[START Dataset entries]

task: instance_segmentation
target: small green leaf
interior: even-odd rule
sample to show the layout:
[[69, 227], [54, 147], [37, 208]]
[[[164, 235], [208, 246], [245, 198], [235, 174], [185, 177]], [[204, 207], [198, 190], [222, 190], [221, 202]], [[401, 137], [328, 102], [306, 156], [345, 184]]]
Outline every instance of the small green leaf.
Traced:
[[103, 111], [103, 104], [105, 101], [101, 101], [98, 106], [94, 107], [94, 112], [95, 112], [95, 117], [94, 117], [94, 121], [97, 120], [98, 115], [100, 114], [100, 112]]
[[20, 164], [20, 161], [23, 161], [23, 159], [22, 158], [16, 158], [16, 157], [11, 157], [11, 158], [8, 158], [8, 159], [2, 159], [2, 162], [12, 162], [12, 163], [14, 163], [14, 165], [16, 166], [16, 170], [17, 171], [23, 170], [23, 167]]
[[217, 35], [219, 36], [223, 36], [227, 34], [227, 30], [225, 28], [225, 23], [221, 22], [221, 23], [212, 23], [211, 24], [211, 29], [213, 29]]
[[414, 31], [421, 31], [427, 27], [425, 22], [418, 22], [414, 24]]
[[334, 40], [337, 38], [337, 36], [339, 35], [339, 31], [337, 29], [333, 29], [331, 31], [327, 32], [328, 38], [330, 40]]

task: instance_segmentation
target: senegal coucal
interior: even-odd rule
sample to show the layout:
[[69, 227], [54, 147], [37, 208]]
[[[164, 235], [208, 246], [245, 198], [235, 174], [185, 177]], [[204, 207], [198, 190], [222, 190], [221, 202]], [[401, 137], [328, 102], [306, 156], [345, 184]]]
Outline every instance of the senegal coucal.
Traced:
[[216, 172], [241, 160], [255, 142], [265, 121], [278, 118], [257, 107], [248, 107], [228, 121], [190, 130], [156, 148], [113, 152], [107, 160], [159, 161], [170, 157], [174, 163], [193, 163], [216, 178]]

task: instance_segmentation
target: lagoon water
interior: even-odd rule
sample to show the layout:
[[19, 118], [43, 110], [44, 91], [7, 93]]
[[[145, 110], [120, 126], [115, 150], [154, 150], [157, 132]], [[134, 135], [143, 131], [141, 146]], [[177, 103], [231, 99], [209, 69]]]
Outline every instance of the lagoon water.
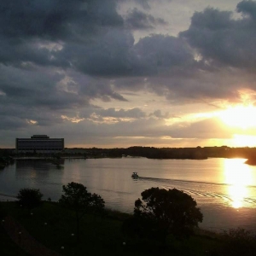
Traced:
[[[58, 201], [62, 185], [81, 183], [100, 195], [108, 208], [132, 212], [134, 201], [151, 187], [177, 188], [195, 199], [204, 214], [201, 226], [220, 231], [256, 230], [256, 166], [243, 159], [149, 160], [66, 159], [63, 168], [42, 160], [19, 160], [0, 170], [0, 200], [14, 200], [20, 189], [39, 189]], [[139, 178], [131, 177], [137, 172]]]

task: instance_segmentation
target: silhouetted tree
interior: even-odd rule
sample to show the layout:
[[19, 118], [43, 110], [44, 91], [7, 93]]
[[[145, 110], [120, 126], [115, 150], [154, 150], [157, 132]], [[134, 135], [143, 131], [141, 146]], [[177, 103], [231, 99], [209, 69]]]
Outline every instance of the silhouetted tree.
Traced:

[END Dataset entries]

■ Exercise description: Can you copy out, character for character, every line from the very start of the entries down through the line containing "29], [213, 29]]", that line included?

■ Answer for this exercise:
task: instance_segmentation
target: small green leaf
interior: even-odd rule
sample to show the layout:
[[69, 227], [54, 147], [37, 208]]
[[[164, 235], [208, 246], [245, 198], [235, 174], [185, 177]], [[204, 207], [198, 190], [222, 190], [221, 202]], [[401, 137], [328, 102], [306, 156], [345, 184]]]
Outline every instance of the small green leaf.
Traced:
[[103, 111], [103, 104], [105, 101], [101, 101], [98, 106], [94, 107], [94, 112], [95, 112], [95, 117], [94, 117], [94, 121], [97, 120], [98, 115], [100, 114], [100, 112]]
[[20, 164], [20, 161], [23, 161], [23, 159], [22, 158], [16, 158], [16, 157], [11, 157], [11, 158], [8, 158], [8, 159], [2, 159], [2, 162], [12, 162], [12, 163], [14, 163], [14, 165], [16, 166], [16, 170], [17, 171], [23, 170], [23, 167]]
[[217, 35], [219, 36], [223, 36], [227, 34], [227, 30], [225, 28], [225, 23], [221, 22], [221, 23], [212, 23], [211, 24], [211, 29], [213, 29]]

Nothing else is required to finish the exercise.